Content starts
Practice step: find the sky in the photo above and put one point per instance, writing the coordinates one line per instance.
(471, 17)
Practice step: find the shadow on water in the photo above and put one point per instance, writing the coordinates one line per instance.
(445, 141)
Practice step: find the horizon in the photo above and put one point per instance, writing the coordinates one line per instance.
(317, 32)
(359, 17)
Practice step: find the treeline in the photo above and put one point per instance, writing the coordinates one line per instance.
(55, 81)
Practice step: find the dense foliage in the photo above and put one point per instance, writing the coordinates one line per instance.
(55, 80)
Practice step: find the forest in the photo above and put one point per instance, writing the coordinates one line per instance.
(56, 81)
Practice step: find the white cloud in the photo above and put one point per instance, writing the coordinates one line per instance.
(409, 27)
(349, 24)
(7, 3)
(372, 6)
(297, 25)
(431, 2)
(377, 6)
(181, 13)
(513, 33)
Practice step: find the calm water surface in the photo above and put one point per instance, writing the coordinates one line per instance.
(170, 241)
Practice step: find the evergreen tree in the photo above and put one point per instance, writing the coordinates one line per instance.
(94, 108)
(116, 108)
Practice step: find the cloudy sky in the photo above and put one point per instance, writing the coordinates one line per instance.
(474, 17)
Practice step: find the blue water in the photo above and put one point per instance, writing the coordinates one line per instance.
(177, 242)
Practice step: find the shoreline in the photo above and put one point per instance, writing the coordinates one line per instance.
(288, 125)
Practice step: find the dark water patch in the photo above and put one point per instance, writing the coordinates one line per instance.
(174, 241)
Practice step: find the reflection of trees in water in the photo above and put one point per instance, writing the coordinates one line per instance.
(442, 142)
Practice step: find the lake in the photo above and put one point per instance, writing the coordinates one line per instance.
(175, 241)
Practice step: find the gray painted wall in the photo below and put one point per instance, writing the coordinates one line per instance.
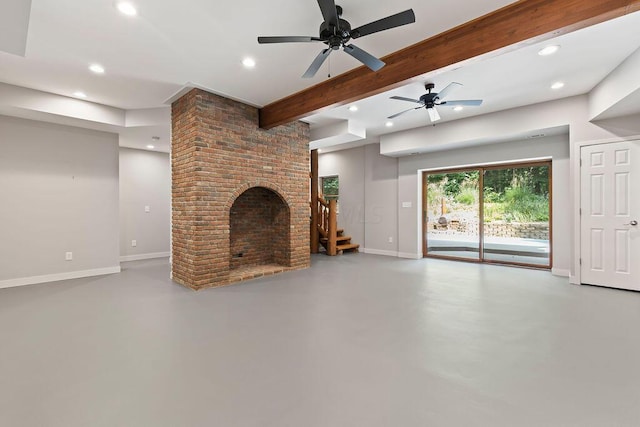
Content ends
- **EXERCISE DIRECTIONS**: The pictures stay out of the copy. Set down the entries above precisely.

- **EXERCISE RESPONSE**:
Practice step: find the sky in the photo above and put one point per instance, writing the coordinates one line per instance.
(471, 17)
Practice step: find the shadow on water in the photo above and put one point per instance, writing the coordinates one line per instance.
(445, 141)
Practice step: find the horizon in the photo above and put one point per instance, writing the coordinates one line per instance.
(317, 32)
(359, 17)
Practice step: find the treeline in the photo above and put one point per instance, writing the coordinates one line per instance.
(55, 81)
Practice step: find the dense foliage in the photo above and put one point per instance, writing the coordinates one line per instance.
(55, 80)
Practice step: find the forest in the photo above and put one point per instance, writing the coordinates one line per instance.
(56, 81)
Practice step: find the white cloud in the photo above and put one point per instance, writing the coordinates one line per instance.
(409, 27)
(349, 24)
(7, 3)
(372, 6)
(297, 25)
(431, 2)
(377, 6)
(181, 13)
(513, 33)
Practice step: find the calm water surface in the photo above and put one point per instance, writing the coordinates one line per instance.
(170, 241)
Practice step: find the evergreen tree in the photo above and put one point per instance, writing the coordinates one line per instance.
(94, 108)
(116, 108)
Practice step: find the cloudy sky in the photo above and put one point per instance, writing the coordinates one line per instance.
(474, 17)
Practice step: find the blue water in the photo above and put one point per instance, writing the coordinates one line per instance.
(177, 242)
Practice step: find the shoreline in the photo above and put one point per instance, writing the coordinates one line per instance.
(288, 125)
Practice step: find the dark water patch in the photo above and put one point per instance, writing the coordinates one line per instance.
(174, 241)
Practice step: find the reflection of trees in water in the photo above and put one point per instance, writing the coordinates one line per instance.
(442, 142)
Practice step: find the lake in the photo above and put one point per instance, writing the coordinates one line per instance.
(175, 241)
Practice step: find the gray painted wall in the photo below and put one point per instance, writing the coordinates one line per instance.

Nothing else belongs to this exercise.